対象の文章:
•••

繰り返しの作業の事前準備 儲かるメーカー改善の急所101項(その10)

 

1.モノづくり〈基本の基本〉

◆ 繰り返しの作業の事前準備

 先回に引き続き「繰り返し」についてお話しします。

 繰り返す、ということは、もし前回にすごく良いやり方ができたとしたら、今回もそのすごく良いやり方を再現すれば、結果はすごく良いということが分かっているということです。すなわち今回のテーマは、「再現性の追求」ということになります。

 前にやったことがあるのであれば、その仕事に必要なモノはすべて分かっているのですから、全部を近くに取り易く準備できるはずです。例えば、段取り替え作業で担当作業者が何かを探したり取りに行ったりしたら、繰り返すための学習や準備や手順化ができていないということです。そして、使わないモノも分かっていますから、そこに使わないモノは置いておかないようにすることができます。本当に要るモノだけが置かれている状態はかなりスッキリとしているものです。

•••

提供データ:
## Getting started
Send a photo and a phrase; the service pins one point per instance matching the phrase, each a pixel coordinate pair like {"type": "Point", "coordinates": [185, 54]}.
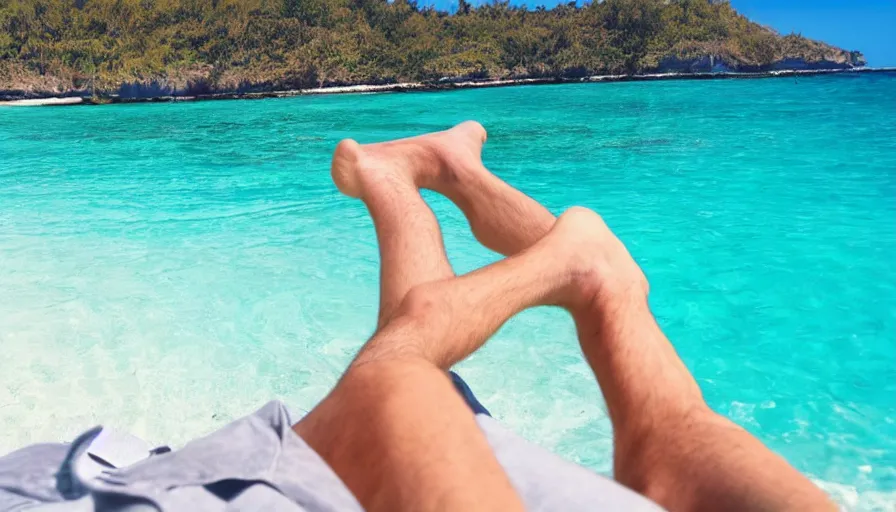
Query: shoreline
{"type": "Point", "coordinates": [435, 86]}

•••

上にある繰り返し作業の事前準備についての文章から、「1.モノづくり〈基本の基本〉」で始まり「スッキリとしているものです。」まで続く部分を、一字も変えずにもう一度示してください。

完全な解答:
1.モノづくり〈基本の基本〉

◆ 繰り返しの作業の事前準備

 先回に引き続き「繰り返し」についてお話しします。

 繰り返す、ということは、もし前回にすごく良いやり方ができたとしたら、今回もそのすごく良いやり方を再現すれば、結果はすごく良いということが分かっているということです。すなわち今回のテーマは、「再現性の追求」ということになります。

 前にやったことがあるのであれば、その仕事に必要なモノはすべて分かっているのですから、全部を近くに取り易く準備できるはずです。例えば、段取り替え作業で担当作業者が何かを探したり取りに行ったりしたら、繰り返すための学習や準備や手順化ができていないということです。そして、使わないモノも分かっていますから、そこに使わないモノは置いておかないようにすることができます。本当に要るモノだけが置かれている状態はかなりスッキリとしているものです。